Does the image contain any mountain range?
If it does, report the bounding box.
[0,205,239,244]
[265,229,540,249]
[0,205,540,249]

.....

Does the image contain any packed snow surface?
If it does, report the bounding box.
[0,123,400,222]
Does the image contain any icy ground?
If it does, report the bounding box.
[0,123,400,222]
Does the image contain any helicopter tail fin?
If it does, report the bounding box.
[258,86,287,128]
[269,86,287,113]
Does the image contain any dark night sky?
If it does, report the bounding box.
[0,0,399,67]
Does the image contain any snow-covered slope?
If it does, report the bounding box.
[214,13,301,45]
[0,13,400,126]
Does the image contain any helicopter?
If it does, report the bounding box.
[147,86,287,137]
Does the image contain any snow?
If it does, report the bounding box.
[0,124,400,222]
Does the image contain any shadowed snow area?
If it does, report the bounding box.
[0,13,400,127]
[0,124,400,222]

.....

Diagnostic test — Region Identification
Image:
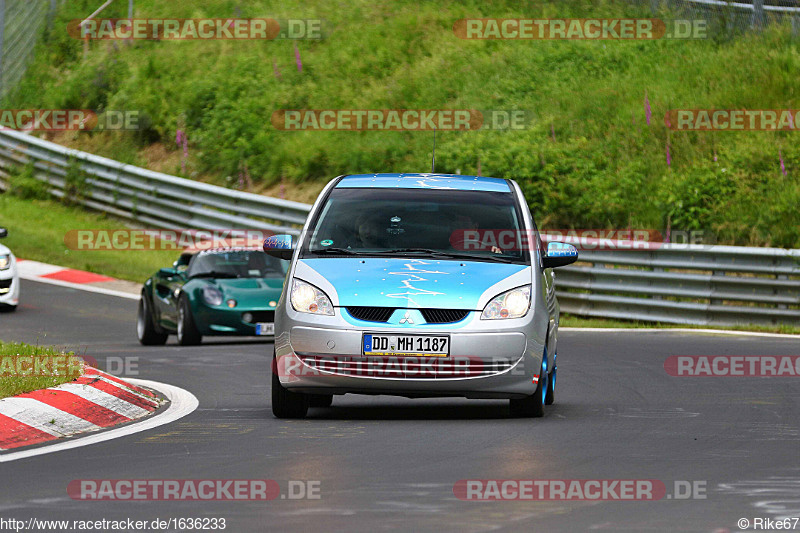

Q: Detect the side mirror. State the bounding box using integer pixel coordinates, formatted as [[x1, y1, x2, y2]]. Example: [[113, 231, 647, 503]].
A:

.....

> _Task statement_
Reproduce without alteration the lines beginning with the one containing "Does the image contain any mountain range?" and ending with the one containing "[0,205,540,249]", including both of those lines.

> _Solution to this exercise_
Does the image contain any mountain range?
If it does, report the bounding box.
[0,205,239,244]
[265,229,540,249]
[0,205,540,249]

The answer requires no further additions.